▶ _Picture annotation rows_
[BEGIN]

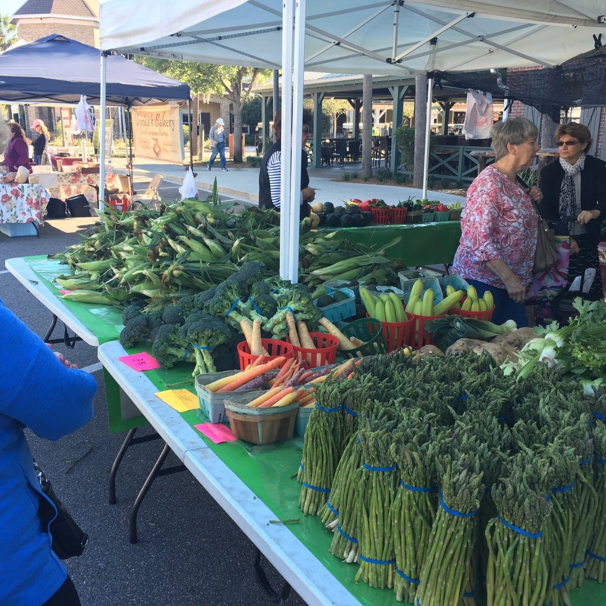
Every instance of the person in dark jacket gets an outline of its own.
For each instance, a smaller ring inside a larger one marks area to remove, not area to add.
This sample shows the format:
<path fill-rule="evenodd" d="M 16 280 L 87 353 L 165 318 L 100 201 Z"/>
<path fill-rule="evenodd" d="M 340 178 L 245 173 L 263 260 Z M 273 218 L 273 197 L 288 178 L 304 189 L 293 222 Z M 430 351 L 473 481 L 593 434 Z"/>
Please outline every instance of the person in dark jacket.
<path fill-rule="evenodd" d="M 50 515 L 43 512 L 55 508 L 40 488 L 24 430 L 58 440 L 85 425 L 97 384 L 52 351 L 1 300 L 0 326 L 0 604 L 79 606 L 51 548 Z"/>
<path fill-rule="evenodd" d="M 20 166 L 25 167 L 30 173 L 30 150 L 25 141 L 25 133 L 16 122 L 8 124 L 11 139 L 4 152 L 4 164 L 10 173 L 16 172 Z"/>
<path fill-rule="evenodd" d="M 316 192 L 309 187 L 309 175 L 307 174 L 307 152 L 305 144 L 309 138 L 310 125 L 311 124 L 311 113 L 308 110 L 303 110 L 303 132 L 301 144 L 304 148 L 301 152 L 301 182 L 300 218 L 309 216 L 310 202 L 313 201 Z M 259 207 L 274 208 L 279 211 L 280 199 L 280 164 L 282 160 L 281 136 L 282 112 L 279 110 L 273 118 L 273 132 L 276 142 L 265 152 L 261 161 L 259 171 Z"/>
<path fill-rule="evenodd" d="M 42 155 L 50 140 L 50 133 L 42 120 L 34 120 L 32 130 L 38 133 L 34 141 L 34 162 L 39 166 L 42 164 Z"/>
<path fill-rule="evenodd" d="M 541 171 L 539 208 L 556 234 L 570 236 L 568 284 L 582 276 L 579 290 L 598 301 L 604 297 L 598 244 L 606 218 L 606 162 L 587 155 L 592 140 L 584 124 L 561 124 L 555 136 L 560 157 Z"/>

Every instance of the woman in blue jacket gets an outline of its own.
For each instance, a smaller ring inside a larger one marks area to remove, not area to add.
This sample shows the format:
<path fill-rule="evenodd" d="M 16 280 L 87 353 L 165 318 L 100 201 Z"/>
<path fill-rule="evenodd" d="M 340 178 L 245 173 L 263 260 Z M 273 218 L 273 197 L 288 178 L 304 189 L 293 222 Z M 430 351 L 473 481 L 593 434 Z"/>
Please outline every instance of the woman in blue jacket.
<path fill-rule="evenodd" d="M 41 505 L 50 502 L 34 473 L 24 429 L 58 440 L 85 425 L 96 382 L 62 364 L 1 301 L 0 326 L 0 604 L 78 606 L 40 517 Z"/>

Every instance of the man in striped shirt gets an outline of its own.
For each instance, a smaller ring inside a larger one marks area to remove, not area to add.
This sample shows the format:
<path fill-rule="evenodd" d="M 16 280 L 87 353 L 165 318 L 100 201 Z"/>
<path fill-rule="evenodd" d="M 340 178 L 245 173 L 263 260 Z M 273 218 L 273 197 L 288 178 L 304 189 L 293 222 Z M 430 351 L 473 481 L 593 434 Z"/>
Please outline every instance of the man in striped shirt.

[END]

▶ _Set problem_
Copy the rows above word for word, starting at the line that contains "Every instance of the man in striped shirt gets" and ending with the final line of the rows.

▶ _Result below_
Every instance of the man in striped shirt gets an outline of its own.
For each instance, a smaller ring inside a larger one marks area to remove, not area to add.
This sample shows the format:
<path fill-rule="evenodd" d="M 16 280 L 87 353 L 165 318 L 100 201 Z"/>
<path fill-rule="evenodd" d="M 340 178 L 245 173 L 263 260 Z M 273 218 L 273 197 L 288 178 L 304 189 L 293 222 Z M 430 351 L 473 481 L 593 434 Z"/>
Please outline every instance of the man in striped shirt.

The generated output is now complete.